═════ Dataset content
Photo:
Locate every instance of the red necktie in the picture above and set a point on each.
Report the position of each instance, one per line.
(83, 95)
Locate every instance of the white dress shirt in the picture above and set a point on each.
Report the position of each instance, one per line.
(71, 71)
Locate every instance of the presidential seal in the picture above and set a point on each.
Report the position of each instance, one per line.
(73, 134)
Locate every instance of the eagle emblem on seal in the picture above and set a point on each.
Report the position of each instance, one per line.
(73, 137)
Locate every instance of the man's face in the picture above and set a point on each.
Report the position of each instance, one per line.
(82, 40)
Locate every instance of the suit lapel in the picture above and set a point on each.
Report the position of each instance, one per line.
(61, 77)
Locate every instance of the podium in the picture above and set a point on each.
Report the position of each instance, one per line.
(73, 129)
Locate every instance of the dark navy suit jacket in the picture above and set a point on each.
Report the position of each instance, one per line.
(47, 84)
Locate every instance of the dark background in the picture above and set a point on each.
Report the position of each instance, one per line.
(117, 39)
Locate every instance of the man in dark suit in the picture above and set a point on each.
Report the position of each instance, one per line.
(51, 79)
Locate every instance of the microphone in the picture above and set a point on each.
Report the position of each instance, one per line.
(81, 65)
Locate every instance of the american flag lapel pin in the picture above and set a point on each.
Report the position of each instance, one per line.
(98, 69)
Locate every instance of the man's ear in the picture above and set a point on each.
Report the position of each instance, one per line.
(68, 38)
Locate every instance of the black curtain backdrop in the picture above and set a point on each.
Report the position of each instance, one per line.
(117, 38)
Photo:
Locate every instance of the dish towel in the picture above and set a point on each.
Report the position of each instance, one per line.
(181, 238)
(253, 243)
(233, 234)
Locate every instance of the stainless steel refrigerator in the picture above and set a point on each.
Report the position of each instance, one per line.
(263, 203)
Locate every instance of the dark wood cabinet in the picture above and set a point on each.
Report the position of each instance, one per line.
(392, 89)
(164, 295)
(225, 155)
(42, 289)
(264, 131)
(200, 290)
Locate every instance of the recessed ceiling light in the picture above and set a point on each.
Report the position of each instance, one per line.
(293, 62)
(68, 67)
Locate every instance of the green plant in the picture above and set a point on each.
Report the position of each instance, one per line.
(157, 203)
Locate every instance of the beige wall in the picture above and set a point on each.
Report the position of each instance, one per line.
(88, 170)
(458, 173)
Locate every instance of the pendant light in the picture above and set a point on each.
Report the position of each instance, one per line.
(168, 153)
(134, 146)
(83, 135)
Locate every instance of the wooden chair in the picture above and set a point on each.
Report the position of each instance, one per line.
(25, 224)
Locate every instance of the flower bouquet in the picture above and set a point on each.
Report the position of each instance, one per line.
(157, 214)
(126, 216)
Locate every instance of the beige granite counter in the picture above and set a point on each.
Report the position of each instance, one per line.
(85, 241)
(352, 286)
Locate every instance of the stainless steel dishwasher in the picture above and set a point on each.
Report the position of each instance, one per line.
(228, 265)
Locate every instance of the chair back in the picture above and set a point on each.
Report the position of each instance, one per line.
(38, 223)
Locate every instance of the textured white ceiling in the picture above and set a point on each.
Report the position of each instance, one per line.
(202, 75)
══════════
▶ **Exercise directions**:
Reprint the entries above in full, exactly as they are.

▶ **Solution below**:
Photo:
Locate every instance of the red necktie in the picture above and set a point on each.
Report the position of each instance, one per line.
(83, 95)
Locate every instance of the white dress shirt in the picture above and set a point on each.
Report the position of each instance, one per line.
(71, 71)
Locate every instance of the presidential seal in the picture above and set a point on each.
Report the position of each instance, one per line.
(73, 134)
Locate every instance of the eagle emblem on seal in the picture above and set a point on each.
Report the position of each instance, one per line.
(73, 137)
Locate every instance of the man's face in the picture above and set a point on each.
Report the position of each instance, one per line.
(82, 40)
Locate every instance of the suit lapel in the picture above and set a point on each.
Report the position of each instance, one per line.
(61, 77)
Locate every instance of the podium in the picture above and set a point on each.
Report the position of each instance, one per line.
(73, 129)
Locate every instance of the dark navy suit jacket in the picture above and set a point on each.
Report the position of each instance, one per line.
(47, 84)
Locate every instance of the dark background in the picture above and set a point on each.
Report the position of each instance, one per line.
(117, 39)
Locate every instance of the man in dark suit in the picture above and set a point on each.
Report the position of each instance, one per line.
(51, 79)
Locate every instance of the microphone in the picture above and set a point on each.
Report the position of each instance, one per line.
(81, 65)
Locate every instance of the american flag lapel pin in the picture above and set a point on each.
Report the position of each instance, one per line.
(98, 69)
Locate every instance of the man's ear in the picture above and set a point on each.
Report the position of each instance, one per line.
(68, 38)
Locate every instance of the black curtain backdrop in the picture above and set a point on each.
Report the position of each instance, one per line.
(117, 38)
Photo:
Locate every instance of the dish towel in the picture above and set a point on each.
Report the position of each instance, one per line.
(181, 238)
(253, 243)
(233, 234)
Locate every instance of the stainless steel refrigerator in the picture above and set a point on each.
Report the position of each instance, one per line.
(263, 203)
Locate every instance of the dark wood cabinet in the picture above and set a point on each.
Report the position of each instance, one per line.
(392, 89)
(164, 295)
(225, 155)
(42, 289)
(264, 131)
(200, 290)
Locate every instance of the recessed ceiling light in the picture above and set a point on each.
Report the position of each instance, one per line.
(293, 62)
(68, 67)
Locate every instance of the green plant in the picture above and set a point on each.
Report the position of each instance, one per line.
(157, 203)
Locate every instance of the beige wall in the picture above and set a point on each.
Report the position of each instance, one per line.
(88, 170)
(458, 173)
Locate every instance of the pendant light in the picture above and set a point on each.
Report the position of each instance, one per line.
(168, 153)
(134, 146)
(83, 135)
Locate every instance of the wooden chair in the picture above and set a point on each.
Report the position of each instance, one per line.
(25, 224)
Locate every instance of the flower bouquet in the picture above and set a point on each.
Report the position of each instance, one per line.
(157, 214)
(126, 216)
Locate every instance of the beige granite counter in the picture above and set a point on each.
Report the position of each instance, one per line.
(85, 241)
(352, 286)
Locate every instance of the stainless steel dishwasher in the picture above and set a point on each.
Report the position of each instance, one per line.
(228, 265)
Locate every instance of the chair back in the picture above and set a point on each.
Report the position of each instance, one per line.
(38, 223)
Locate every instance of the textured white ceiling in the picture above and set a point on each.
Report the position of each instance, one per line.
(202, 75)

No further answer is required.